● **What is expected**
From the Easter reflection, retype word for word the passage that begins with the words containing "One that many" and ends with "Him....followed Him ....".

Document extract section start

They were looking for Him to save them from their earthly "captivity".... He came to free them from their "spiritual" captivity......

    He was betrayed by a friend, one who valued the small sack of coins more than the life a friend...even if only for a moment....

   While He prayed in the Garden..... His other friends fell asleep... when all He had asked of them was to stay awake......

   Then while on trial....for false charges nonetheless.... one of these same friends denied knowing Him.... not once.... not twice... but 3 times...

   His own people were rejecting the truth that stood before them,
                                                                  that lived and breathed...
                                                                     One that many had listened to,
                                                                        and said they believed in.
                                                                          They had eaten with Him....followed Him ....
                                                                    but now were scorning Him,  .....and ready to kill Him

   ..... WHY????? ..... why had they changed their minds so quickly...... how had they gone from love to hate in less than a week ...?????

   In part ... because He was not what they "wanted"....
                     He didn't follow the rules they thought He should ....
                                    He didn't do the things they thought He would....
                                                 
  In fact ..... He was what they "needed" ...........................

   He brought them the truth, because He was the truth............

      He brought them life, because He was the life .........

        ...and He brought the Way ... because without His death on the cross ... there wouldn't be a way!


The truth is this .... the details ... as painful as they are ... and ultimately Christ's crucifixion on that cross .... that is the truth that sets us free.


Each of us have been one of those friends ... we have played at least one of those roles in our lives...

   .... the betrayer ... by denial, or gossip, maybe revenge, or maybe even for the "money"...

      ...we have  let someone we love down ... we fell asleep when they needed us

         ..we have believed lies for the truth ....

          ... and ALL of us at one time or another have expected Jesus to be something we "wanted"         rather than what He is ......


               .... and yet now ....... just like then ......

   ... He has already forgiven us .... we just need to ask .......

             .... "For by His stripes, we are healed" .....


Just like many of the prophecies in the Old Testament .... these things were meant to happen just as they did.

While the one who betrayed Him did in fact take His own life .... there are happier endings too ....
    ... Those who fell asleep ...became the one's who spread the gospel...
      ....The one who denied Him .... became the "rock" the church was built on ...
          ... and those who scorned Him .....even some who had cried out .... "CRUCIFY HIM!!!"
                   they became followers and members of the first churches ......


I certainly hope that you can enjoy and celebrate this Easter Sunday with the joy that comes from knowing that ...... HE is Risen INDEED ...... HALLELUJAH .....!!!!!!

Document extract section end
Given records section start

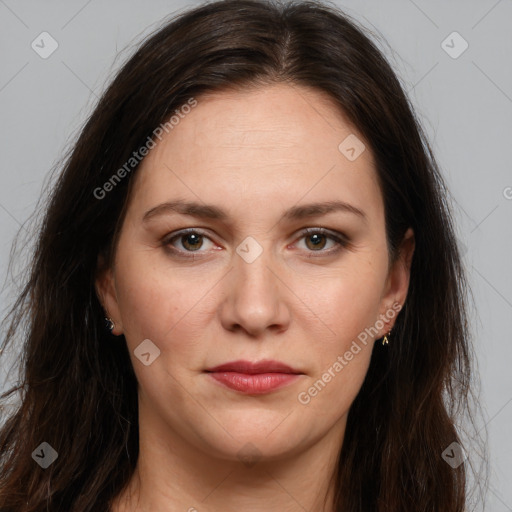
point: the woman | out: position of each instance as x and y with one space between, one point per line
256 213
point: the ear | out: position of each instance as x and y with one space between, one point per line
397 282
106 292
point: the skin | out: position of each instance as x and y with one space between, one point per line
255 153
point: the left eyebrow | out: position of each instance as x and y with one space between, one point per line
199 210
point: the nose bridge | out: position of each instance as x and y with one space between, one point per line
254 296
252 264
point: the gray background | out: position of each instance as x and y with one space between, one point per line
465 104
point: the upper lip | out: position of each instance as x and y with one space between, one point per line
265 366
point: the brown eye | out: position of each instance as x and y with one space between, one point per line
316 241
317 238
192 241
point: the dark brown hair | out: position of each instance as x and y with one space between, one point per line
77 388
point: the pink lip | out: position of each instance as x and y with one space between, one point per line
254 378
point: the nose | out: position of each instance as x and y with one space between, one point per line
255 297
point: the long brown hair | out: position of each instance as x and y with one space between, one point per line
77 389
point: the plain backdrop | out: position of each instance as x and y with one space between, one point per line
463 99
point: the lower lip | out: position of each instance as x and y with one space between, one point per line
254 384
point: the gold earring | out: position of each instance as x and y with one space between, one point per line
385 340
110 324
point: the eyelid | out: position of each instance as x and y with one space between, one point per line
339 238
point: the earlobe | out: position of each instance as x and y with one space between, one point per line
106 293
399 276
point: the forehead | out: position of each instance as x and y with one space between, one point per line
277 142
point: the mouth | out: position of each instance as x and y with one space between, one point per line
254 378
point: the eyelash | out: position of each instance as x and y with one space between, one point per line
340 239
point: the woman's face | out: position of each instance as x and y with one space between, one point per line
247 283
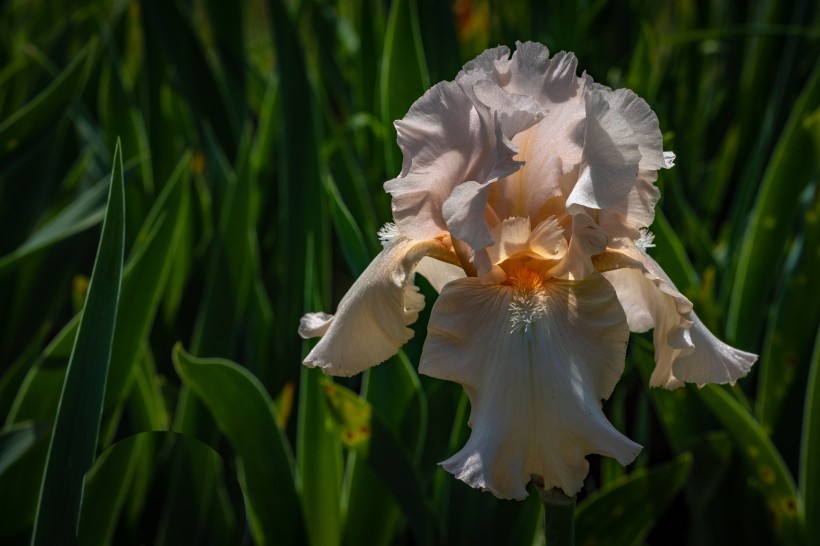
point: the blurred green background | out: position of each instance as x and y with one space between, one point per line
255 138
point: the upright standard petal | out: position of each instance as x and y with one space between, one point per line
450 137
611 154
535 387
371 322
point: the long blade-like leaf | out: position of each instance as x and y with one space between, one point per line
76 428
244 413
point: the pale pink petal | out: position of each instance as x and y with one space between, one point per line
535 392
371 322
553 146
635 212
314 324
547 239
438 138
464 213
439 273
530 72
587 240
643 123
712 360
611 154
511 238
648 304
685 350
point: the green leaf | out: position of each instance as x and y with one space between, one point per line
18 440
82 213
42 110
404 76
768 472
106 485
763 249
624 512
809 460
145 278
790 337
243 411
320 462
76 428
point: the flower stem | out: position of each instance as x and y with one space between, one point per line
559 517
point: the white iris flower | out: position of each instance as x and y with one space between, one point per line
524 198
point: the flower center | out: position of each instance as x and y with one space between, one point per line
529 301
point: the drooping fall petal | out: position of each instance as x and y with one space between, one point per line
685 350
535 391
371 322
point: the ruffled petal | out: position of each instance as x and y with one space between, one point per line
611 155
535 392
587 240
712 360
439 273
635 212
464 213
438 138
314 325
685 350
643 123
511 237
371 322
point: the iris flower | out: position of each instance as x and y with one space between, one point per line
524 198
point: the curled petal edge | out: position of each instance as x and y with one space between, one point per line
372 319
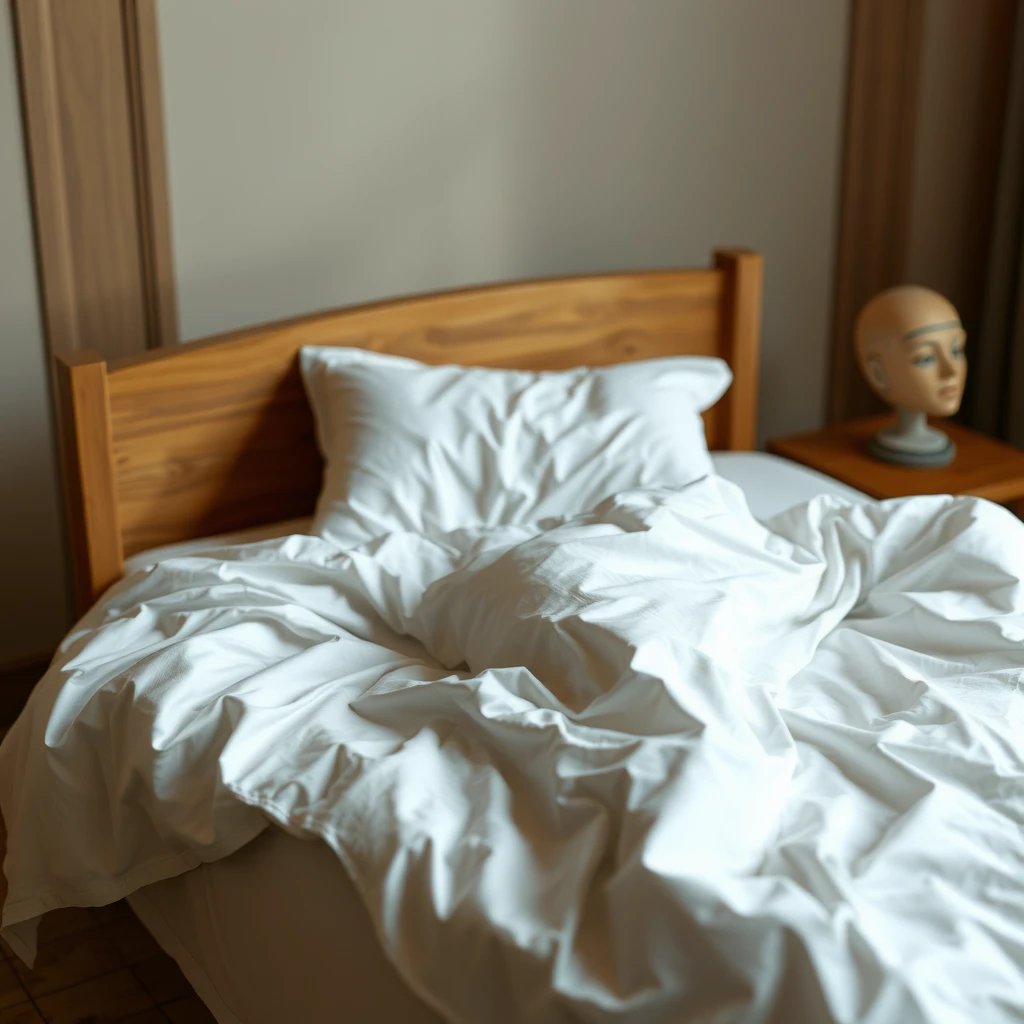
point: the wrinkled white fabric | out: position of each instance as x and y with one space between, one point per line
656 763
440 448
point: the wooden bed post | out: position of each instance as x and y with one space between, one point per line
740 343
87 469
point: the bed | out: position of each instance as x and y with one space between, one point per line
816 864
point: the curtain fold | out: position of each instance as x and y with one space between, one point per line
997 356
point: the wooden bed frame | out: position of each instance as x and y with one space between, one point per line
216 435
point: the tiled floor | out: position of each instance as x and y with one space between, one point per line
94 966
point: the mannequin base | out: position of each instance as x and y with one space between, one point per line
915 460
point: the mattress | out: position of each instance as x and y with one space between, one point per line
276 932
770 483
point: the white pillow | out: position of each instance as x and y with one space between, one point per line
434 449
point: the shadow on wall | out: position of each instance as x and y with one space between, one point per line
356 152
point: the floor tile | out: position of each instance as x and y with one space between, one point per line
130 938
162 978
98 1000
65 922
188 1011
112 911
11 991
67 961
24 1014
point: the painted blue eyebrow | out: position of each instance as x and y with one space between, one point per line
931 327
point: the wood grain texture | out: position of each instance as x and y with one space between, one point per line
983 467
886 43
91 100
88 473
217 434
741 343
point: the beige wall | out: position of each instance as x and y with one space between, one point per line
326 152
33 597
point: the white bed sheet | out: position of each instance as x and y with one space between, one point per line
258 934
770 483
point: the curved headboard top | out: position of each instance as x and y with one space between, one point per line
216 435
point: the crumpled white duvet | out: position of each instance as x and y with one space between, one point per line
658 763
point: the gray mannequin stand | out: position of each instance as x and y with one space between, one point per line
912 442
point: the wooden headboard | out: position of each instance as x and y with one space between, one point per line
216 435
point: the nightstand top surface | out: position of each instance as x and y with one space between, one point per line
983 467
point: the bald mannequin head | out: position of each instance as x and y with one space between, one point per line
910 348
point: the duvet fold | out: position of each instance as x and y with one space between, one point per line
657 762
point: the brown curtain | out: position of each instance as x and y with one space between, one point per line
996 378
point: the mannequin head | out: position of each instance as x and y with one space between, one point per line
910 348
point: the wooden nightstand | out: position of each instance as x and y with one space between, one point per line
983 467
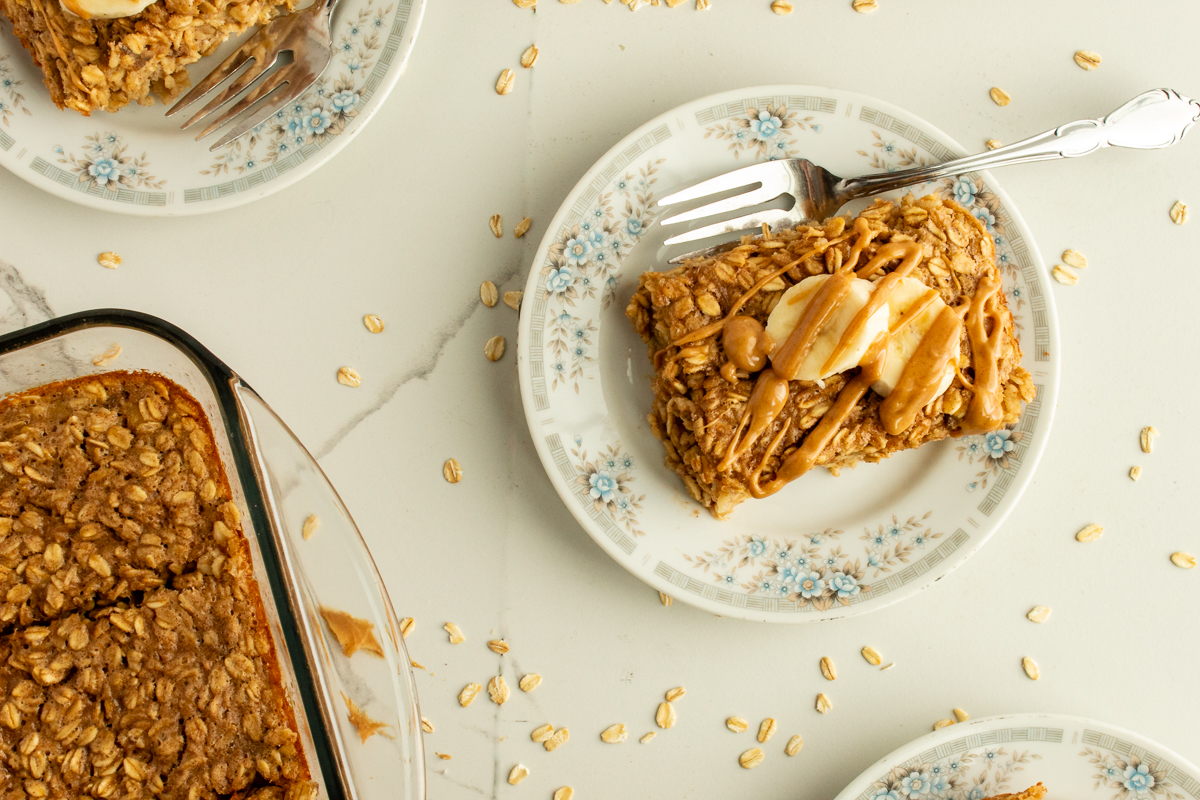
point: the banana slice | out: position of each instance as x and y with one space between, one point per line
787 312
903 344
105 8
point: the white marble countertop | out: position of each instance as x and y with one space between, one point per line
397 226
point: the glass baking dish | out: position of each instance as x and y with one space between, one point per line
276 485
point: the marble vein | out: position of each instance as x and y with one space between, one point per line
420 371
27 304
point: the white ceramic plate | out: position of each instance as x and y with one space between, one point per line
1072 757
139 162
888 529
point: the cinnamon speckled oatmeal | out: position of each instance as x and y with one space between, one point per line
135 656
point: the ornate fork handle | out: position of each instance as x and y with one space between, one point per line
1155 119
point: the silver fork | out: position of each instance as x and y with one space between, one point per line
1151 120
305 34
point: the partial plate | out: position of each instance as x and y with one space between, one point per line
1073 757
139 162
891 529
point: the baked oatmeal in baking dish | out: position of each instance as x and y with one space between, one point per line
136 659
827 346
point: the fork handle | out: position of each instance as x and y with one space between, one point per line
1155 119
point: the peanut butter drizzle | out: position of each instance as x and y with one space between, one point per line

Given records section end

● **Response**
One that many had listened to,
                                                                        and said they believed in.
                                                                          They had eaten with Him....followed Him ....